#### [What is needed]
Copy out the material below word for word, starting at the line that contains "Player-tracking tagging: indicate the right" and ending with the last line of the material.

#### [Location annotation dataset excerpts]
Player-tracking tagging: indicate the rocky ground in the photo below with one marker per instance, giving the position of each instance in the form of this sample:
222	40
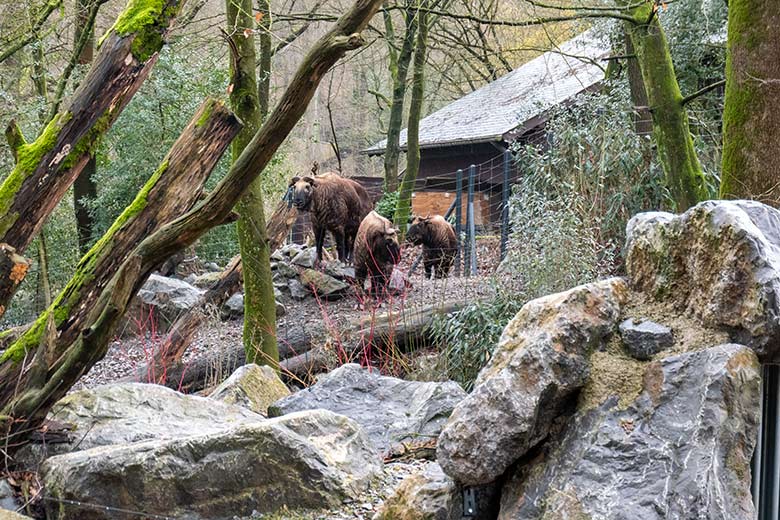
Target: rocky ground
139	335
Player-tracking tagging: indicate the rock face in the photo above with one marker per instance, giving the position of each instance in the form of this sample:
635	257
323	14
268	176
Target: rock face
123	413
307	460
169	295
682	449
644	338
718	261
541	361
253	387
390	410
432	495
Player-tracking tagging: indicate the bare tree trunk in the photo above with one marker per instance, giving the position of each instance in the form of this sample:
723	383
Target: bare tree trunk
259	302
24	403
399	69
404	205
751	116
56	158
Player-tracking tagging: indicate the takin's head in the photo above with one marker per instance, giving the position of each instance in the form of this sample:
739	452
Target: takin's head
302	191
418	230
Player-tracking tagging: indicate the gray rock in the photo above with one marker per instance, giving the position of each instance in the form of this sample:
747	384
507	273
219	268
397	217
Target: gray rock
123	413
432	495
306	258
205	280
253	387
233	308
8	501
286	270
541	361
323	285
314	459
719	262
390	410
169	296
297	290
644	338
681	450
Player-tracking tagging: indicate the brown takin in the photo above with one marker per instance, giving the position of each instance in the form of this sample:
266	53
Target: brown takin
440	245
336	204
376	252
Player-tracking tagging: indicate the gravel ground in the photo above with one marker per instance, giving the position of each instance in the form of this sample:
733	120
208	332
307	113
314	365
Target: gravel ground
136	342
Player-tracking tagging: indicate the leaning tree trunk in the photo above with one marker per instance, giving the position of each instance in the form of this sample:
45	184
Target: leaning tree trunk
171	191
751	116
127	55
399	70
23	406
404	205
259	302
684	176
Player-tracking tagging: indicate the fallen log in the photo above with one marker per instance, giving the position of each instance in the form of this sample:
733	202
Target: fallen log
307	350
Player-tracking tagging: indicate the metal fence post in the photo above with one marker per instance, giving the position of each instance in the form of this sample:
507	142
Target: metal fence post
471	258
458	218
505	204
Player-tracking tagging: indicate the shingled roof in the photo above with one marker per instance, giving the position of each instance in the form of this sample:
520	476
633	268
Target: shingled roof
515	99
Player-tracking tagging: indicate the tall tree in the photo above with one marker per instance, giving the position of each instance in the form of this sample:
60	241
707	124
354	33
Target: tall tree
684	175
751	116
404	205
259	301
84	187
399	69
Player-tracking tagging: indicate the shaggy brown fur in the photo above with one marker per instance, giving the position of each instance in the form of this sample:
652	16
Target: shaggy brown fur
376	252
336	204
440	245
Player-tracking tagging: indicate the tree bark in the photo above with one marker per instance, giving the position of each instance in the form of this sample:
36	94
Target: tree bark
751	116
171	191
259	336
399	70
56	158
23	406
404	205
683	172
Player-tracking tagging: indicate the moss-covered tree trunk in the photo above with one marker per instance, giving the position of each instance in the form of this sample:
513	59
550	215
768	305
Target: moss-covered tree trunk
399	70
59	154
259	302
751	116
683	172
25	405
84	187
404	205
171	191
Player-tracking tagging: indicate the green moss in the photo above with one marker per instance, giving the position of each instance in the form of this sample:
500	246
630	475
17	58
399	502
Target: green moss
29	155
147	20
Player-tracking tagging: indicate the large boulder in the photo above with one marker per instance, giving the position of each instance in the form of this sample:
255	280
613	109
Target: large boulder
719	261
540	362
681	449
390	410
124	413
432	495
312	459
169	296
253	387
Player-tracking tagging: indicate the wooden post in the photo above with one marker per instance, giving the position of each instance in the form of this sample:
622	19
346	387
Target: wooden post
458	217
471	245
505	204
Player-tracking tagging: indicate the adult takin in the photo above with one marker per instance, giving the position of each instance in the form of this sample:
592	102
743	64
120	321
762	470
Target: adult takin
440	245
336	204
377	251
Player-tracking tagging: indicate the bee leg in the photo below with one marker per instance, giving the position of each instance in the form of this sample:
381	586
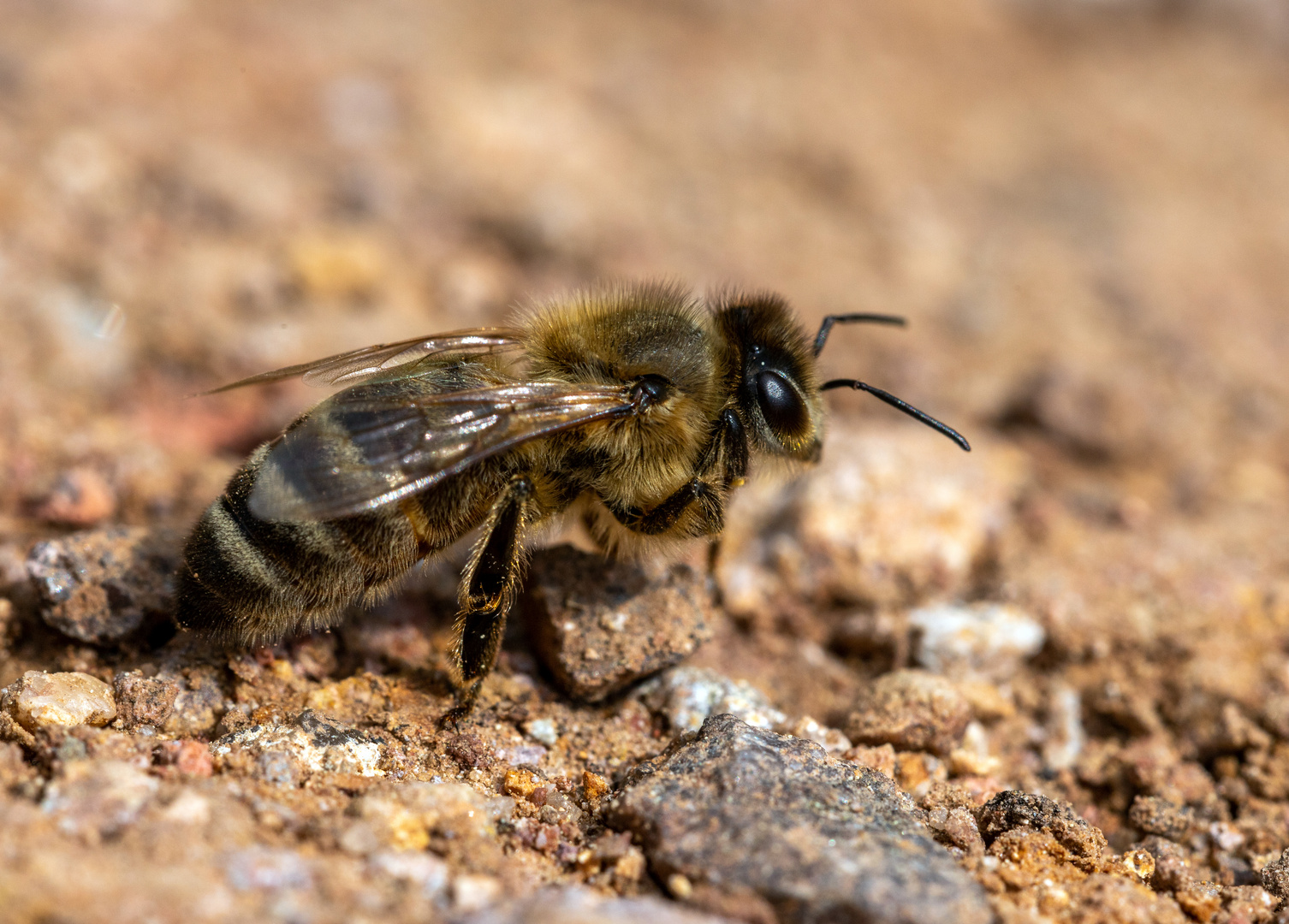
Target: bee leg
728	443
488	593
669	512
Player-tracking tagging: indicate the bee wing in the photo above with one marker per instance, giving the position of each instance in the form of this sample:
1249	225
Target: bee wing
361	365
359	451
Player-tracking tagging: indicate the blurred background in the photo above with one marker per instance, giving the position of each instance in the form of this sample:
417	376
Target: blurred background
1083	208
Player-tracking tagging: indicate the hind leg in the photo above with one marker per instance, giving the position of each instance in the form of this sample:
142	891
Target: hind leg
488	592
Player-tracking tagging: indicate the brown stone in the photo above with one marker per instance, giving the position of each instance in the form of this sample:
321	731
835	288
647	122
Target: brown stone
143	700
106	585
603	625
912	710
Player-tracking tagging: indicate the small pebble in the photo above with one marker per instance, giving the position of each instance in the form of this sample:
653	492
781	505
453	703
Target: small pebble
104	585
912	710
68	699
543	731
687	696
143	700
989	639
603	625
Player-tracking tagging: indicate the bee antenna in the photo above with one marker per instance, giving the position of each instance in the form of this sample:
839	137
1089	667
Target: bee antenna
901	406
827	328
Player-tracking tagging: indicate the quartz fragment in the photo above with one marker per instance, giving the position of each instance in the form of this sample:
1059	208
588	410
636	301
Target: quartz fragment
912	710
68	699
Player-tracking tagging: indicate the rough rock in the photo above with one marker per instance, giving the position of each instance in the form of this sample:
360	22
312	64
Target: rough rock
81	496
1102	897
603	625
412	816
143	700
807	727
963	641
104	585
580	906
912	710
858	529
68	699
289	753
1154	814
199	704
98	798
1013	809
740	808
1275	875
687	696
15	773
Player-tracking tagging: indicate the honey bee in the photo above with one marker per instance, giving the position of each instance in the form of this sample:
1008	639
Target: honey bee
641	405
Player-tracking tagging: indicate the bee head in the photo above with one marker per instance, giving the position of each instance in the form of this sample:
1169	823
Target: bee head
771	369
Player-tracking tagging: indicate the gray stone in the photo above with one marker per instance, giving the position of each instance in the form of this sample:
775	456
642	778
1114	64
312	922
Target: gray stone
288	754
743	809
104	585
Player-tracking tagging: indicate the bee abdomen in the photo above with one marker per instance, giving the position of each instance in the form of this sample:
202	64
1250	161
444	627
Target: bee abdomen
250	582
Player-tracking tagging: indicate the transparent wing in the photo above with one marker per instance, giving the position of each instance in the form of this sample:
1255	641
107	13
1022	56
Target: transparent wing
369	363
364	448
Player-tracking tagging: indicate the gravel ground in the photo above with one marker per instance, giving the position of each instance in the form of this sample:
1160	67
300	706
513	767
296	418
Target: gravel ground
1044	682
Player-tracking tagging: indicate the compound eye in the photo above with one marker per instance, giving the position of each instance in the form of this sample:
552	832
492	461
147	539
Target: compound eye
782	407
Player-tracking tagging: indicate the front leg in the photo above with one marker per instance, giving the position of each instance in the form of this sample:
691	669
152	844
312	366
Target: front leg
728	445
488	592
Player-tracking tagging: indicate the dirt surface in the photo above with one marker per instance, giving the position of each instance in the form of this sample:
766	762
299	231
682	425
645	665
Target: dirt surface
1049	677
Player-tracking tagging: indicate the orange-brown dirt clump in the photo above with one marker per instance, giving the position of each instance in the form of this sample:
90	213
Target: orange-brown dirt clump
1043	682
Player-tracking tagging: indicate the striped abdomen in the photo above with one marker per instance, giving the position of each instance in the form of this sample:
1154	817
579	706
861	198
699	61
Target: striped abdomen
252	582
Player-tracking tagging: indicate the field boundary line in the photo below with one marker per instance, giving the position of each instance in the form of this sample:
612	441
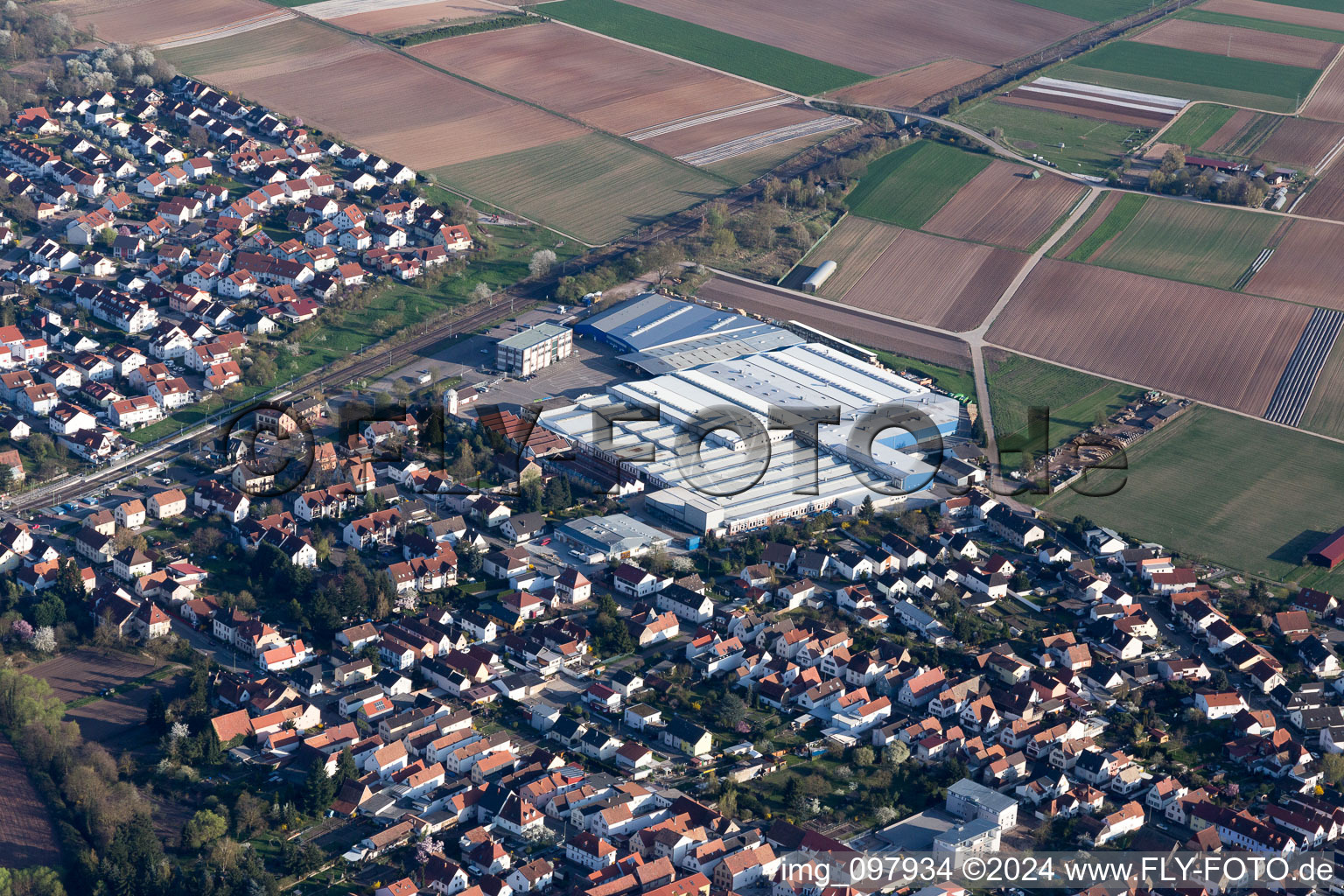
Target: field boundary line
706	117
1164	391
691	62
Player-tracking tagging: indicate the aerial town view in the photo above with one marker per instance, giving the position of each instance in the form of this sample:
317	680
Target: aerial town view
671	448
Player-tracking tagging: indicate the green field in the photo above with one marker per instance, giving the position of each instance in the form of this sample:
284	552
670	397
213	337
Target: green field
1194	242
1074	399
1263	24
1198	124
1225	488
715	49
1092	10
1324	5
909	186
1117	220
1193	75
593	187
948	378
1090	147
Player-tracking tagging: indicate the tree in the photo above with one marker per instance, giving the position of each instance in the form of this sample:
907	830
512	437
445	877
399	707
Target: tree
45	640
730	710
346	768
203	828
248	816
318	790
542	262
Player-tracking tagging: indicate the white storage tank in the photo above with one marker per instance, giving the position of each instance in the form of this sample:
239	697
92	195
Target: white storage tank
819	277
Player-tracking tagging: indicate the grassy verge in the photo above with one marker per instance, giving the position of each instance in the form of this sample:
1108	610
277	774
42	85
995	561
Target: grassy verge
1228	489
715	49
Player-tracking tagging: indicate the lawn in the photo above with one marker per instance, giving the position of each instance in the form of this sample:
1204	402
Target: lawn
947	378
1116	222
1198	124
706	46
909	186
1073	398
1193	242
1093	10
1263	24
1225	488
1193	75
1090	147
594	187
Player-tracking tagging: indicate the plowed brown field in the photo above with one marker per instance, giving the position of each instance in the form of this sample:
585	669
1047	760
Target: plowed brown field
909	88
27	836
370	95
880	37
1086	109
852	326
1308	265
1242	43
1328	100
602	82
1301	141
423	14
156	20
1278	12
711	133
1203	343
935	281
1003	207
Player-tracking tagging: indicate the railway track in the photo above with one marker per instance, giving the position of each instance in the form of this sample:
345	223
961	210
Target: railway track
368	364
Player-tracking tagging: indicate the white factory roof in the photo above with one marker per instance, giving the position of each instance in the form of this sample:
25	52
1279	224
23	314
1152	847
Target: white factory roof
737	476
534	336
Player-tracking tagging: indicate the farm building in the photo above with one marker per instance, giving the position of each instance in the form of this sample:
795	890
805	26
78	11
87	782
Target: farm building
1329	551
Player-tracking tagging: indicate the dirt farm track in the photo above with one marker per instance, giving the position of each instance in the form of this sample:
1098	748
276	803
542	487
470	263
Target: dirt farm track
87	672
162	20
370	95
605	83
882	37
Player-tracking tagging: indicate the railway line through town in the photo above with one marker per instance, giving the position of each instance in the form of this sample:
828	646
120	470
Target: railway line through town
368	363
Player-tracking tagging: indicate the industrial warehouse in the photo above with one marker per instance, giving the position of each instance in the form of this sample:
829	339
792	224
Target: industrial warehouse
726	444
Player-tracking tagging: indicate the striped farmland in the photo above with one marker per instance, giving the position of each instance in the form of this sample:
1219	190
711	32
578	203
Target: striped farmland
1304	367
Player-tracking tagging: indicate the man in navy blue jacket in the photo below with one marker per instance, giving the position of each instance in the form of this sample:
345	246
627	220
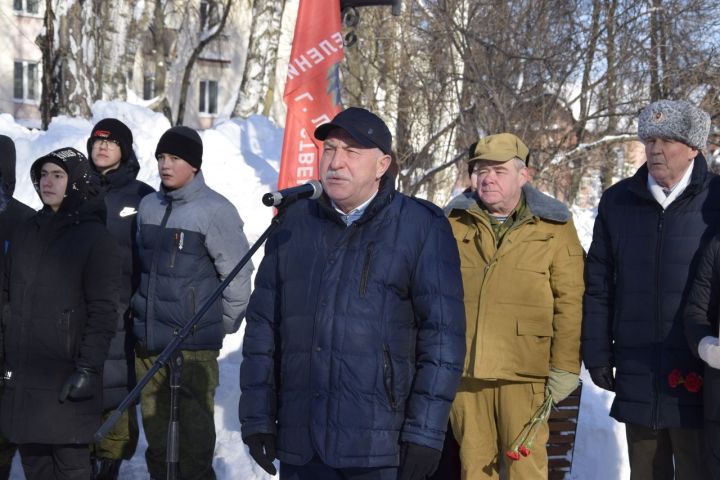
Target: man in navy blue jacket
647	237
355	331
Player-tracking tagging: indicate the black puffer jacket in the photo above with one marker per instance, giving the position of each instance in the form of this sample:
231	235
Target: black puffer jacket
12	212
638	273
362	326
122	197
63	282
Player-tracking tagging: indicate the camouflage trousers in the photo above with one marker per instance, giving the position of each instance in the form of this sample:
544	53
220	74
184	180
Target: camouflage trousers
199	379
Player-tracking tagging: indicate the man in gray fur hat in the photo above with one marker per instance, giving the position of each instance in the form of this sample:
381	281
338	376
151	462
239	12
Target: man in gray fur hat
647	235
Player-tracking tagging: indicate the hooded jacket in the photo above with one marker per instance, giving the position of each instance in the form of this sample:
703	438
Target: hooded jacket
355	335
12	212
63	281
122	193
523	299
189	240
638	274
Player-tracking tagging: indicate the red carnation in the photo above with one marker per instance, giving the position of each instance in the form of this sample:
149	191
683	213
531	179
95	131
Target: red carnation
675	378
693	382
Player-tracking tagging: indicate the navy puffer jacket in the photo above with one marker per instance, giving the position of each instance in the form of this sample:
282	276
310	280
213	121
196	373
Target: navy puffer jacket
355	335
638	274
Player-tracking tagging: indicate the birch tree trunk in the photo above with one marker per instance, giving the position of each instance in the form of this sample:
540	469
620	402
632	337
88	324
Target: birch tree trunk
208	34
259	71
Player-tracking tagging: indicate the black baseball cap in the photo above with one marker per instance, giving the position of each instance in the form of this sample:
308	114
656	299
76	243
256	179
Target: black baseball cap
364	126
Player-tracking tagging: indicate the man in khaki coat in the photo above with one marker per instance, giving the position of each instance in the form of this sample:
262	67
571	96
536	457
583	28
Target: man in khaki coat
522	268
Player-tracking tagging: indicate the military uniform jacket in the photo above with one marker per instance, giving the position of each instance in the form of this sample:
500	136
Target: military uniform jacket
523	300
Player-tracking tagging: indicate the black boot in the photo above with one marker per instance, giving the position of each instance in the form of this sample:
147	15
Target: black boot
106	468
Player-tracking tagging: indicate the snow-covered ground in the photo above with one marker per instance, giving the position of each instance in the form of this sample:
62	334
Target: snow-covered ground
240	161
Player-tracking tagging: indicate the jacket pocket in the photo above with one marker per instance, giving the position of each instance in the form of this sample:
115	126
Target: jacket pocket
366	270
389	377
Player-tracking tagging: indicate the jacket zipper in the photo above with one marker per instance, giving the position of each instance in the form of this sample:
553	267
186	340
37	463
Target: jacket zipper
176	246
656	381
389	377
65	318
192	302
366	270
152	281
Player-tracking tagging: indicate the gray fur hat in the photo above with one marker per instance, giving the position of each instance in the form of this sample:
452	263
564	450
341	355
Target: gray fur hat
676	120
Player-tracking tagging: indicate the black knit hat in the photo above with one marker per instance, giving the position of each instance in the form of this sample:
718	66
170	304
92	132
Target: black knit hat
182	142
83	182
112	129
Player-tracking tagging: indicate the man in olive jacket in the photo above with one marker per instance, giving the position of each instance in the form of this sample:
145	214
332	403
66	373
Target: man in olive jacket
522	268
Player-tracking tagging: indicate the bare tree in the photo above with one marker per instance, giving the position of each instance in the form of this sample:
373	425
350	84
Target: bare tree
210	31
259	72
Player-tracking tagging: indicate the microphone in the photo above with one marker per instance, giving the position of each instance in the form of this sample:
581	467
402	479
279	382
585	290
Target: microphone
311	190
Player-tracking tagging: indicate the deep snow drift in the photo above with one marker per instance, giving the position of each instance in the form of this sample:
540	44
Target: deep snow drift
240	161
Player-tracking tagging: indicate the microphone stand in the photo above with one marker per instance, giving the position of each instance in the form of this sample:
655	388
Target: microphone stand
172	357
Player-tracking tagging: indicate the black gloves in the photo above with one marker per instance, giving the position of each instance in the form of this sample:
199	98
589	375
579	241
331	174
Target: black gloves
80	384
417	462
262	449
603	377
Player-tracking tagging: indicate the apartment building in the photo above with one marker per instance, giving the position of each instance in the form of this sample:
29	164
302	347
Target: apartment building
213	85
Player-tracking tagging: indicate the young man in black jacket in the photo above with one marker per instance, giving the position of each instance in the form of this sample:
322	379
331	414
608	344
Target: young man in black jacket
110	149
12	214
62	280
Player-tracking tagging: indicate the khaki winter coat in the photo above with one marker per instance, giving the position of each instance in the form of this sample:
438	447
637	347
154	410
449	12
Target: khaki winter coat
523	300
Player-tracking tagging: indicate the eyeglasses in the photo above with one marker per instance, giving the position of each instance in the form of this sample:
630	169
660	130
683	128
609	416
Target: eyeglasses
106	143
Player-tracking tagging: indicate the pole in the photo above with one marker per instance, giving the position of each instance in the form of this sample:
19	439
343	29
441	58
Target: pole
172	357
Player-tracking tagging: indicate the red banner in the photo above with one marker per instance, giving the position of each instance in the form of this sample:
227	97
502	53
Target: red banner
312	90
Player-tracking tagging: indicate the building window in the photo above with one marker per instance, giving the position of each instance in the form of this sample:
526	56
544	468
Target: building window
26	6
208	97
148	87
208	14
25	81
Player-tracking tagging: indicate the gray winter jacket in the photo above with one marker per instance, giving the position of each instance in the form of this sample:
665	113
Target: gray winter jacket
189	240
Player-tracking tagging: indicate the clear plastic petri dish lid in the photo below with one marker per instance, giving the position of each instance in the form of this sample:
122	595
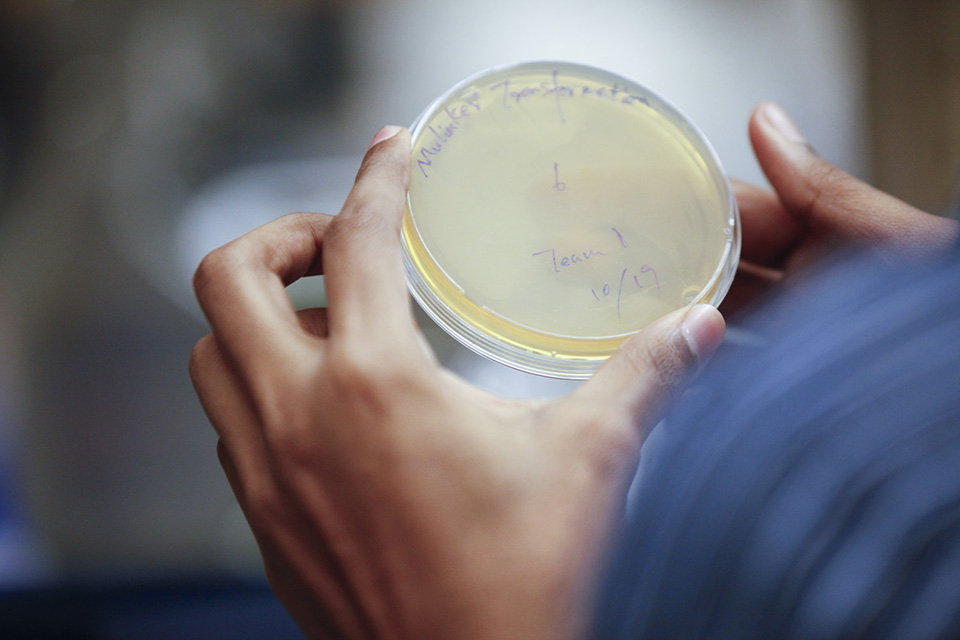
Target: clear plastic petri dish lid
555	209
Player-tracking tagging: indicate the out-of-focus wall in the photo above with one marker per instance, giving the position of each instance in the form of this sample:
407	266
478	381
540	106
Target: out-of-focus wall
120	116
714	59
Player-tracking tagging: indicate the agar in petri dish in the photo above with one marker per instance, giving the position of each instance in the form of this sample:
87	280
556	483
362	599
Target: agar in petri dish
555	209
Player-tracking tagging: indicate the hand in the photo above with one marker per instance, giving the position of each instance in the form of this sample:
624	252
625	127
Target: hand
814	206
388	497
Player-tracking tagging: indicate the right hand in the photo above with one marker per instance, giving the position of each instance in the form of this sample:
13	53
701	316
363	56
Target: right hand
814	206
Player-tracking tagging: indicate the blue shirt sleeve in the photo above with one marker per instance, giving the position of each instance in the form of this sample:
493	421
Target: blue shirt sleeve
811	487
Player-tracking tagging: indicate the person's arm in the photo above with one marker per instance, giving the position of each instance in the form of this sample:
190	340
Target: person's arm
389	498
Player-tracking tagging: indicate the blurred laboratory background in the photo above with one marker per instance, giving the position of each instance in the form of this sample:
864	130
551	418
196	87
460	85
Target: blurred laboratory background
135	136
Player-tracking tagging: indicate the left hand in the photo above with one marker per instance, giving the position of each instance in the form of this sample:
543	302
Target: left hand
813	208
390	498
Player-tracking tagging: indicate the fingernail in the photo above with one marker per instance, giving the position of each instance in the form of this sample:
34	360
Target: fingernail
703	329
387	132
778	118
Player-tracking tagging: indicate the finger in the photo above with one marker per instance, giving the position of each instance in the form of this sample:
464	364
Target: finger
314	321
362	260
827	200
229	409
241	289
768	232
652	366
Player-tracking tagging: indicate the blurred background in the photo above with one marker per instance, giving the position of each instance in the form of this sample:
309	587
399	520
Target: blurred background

#### [Answer to this problem]
Player-tracking tagging: indicate the right hand in the photo above with one marker per instance, giving the position of each instance in the form of this sample:
13	53
701	316
363	56
Target: right hand
814	206
Player-tracking tagging: indicate the blue shirt sleeve in the photo above with one marker per instance, giving the position of each instance in the form of this sample:
493	421
Target: blue shirt sleeve
811	487
Player-tracking tagging: indicate the person's arm in the photo above with one marker per instance, giving the position of each instance in the form of this sample:
190	340
Target: person's arm
389	498
Player-tracking tagging: indicate the blurred laboratory background in the photo above with one marker per instance, giving the position of each instance in the form of this sample:
864	130
551	418
196	87
460	85
Target: blurred laboratory background
135	136
Player-tracking tagging: indicate the left hand in the photo above with one marker per instance, giving the position of each instance in the form of this sample:
543	302
Target: left hand
813	208
390	498
Player-tracking tagging: indicate the fingernail in the photo above with one marker per instance, giving the position of each instance in the form of this sample:
34	360
Target: fingernail
703	329
387	132
778	118
Player-tracking tagging: indicate the finger in the photo above with one marker per instance, giving the position of each instance in the form of this sample:
464	364
Target: finger
314	321
362	260
827	200
229	409
241	289
768	232
652	366
Player-tracking tagging: indicate the blurred background in the photo above with one marker per instance, giving the position of each instance in the form of this sample:
309	587
399	520
Target: blurred background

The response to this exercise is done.